Source passage:
A truckload of bikes from Port Orchard were driven across country last week, where they were due to be loaded on an African-bound freighter.
Once delivered, they will be used to ease the transportation needs of a large refugee camp in Ghana.
“These bicycles will be very important to the people in the camps,” said Point Hope Foundation Executive Director Jan Haynes. “Bicycles are hard to come by in that area and are valuable, because they represent the only way people can get from place to place.”
The Point Hope Foundation was founded by Port Orchard resident Delilah Rene as a way to place African children in foster homes.
Its board includes local author Debbie Macomber, as well as what Haynes calls “a lot of other interesting people.”
Currently, the foundation has about $750,000 in its coffers, according to Haynes.
Most of the bikes will be used by the camp’s security force, as well as those charged with managing the camp’s newly installed fresh water system. About 12 children’s bikes are included, and they will play a unique role.
“Children in the United States take their bikes for granted,” Haynes said. “It’s different in Africa. Bikes are very special and valuable. We are looking at ways to use this to help the community, such as turning it into a contest where the kid who does the best job of cleaning up a specific area will win a bike.”
The 144-acre camp is home to about 22,000 people, according to Haynes.
The new water system has decreased water-borne diseases by 75 percent, providing fresh water for about a penny a gallon.
Before the pipes were installed, residents would pay far more for polluted water.
The system requires monitoring and payment processing, with the attendants required to move quickly from one place to another.
The bicycles, according to Haynes, will make the job easier.
The bikes were donated by Fred Karakas, owner of the Olympic Bike Shop on Bay Street. Karakas regularly repairs and ships bikes to Africa, but his local source didn’t participate this year and he had no way to ship the bikes to their destination.
Upon hearing this news two weeks ago, Karakas said he was walking through his shop — which has several hundred bikes piled together — “and asking God what I was going to do with all these bikes. Just then, Jan walked into the shop and asked me if I had any bikes I could donate.”

Data:
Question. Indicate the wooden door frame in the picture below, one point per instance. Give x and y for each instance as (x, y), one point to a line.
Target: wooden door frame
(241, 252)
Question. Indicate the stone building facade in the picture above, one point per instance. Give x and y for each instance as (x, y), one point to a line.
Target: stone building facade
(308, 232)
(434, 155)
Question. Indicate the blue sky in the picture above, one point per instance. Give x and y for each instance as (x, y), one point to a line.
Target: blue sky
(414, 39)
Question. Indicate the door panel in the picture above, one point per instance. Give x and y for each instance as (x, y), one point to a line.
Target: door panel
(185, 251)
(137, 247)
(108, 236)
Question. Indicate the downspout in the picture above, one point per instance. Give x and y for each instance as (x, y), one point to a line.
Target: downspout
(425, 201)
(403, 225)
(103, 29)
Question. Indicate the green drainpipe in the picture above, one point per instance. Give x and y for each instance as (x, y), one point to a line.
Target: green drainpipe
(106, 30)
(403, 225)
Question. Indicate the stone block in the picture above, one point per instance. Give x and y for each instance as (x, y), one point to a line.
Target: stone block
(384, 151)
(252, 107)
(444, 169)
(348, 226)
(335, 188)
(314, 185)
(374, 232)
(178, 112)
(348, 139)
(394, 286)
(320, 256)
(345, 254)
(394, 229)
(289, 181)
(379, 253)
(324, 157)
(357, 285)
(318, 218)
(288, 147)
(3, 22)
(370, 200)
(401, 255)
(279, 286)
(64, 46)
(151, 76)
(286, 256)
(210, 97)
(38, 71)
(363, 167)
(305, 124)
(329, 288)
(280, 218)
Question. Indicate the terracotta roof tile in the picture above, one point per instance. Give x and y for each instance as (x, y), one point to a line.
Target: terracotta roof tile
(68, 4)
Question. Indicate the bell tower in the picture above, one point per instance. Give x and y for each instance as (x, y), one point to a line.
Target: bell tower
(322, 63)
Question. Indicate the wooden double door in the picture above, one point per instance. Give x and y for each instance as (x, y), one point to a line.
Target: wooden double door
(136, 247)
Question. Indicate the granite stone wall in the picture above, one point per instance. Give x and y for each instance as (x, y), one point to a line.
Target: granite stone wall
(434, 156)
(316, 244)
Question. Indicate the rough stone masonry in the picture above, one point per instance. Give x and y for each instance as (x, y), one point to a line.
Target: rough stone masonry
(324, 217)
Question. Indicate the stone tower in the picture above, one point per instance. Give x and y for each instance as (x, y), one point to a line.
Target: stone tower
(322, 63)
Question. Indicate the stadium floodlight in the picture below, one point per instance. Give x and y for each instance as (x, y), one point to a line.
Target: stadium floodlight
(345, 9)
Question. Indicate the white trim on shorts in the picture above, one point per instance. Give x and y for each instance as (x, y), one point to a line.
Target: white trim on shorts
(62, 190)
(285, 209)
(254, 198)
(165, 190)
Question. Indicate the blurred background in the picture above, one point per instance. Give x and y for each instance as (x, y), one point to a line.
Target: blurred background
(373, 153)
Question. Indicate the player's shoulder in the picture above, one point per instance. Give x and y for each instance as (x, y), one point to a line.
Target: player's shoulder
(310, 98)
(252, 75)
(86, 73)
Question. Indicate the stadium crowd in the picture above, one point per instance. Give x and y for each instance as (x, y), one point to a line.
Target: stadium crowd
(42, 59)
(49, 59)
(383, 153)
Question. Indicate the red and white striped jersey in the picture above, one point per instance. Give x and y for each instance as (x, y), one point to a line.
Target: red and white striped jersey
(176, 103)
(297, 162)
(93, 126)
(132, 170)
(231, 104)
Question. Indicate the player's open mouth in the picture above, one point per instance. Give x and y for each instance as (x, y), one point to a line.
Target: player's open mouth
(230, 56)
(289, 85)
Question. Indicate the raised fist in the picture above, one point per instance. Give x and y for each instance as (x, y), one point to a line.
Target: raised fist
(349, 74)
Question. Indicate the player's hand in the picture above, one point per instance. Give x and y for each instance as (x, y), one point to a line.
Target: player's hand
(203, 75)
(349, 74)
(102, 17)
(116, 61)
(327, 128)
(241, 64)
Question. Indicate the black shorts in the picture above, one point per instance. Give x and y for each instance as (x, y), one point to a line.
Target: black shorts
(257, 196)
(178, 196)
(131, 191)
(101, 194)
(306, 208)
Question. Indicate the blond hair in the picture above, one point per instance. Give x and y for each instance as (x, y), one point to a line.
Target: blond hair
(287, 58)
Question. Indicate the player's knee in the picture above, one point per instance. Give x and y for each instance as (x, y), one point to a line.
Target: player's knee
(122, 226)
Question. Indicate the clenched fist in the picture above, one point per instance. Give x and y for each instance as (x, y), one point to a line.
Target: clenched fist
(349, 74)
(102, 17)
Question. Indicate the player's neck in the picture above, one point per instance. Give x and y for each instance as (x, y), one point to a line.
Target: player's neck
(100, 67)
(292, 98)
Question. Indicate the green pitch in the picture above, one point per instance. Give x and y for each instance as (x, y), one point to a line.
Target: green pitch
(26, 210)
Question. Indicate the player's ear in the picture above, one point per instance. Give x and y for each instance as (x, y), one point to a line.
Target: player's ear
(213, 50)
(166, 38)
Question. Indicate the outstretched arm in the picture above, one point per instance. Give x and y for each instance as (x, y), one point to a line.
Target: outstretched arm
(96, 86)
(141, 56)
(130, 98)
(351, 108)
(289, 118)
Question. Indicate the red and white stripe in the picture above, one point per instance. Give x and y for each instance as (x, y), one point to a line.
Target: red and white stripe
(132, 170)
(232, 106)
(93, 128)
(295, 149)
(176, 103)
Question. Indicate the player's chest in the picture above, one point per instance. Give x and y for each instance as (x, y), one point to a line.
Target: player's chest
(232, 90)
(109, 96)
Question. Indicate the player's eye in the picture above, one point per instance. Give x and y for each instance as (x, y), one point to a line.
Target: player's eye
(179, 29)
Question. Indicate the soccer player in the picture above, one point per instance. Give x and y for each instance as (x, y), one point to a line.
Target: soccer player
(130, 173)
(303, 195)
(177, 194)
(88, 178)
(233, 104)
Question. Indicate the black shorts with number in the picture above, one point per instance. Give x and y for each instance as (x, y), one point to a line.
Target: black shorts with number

Task:
Answer these questions from the article about bikes shipped to the Ghana refugee camp:
1. About how many people live in the camp?
2. By what percentage has the new water system decreased water-borne diseases?
3. Who donated the bikes?

Answer to the problem:
1. About 22,000 people.
2. By 75 percent.
3. Fred Karakas, owner of the Olympic Bike Shop on Bay Street.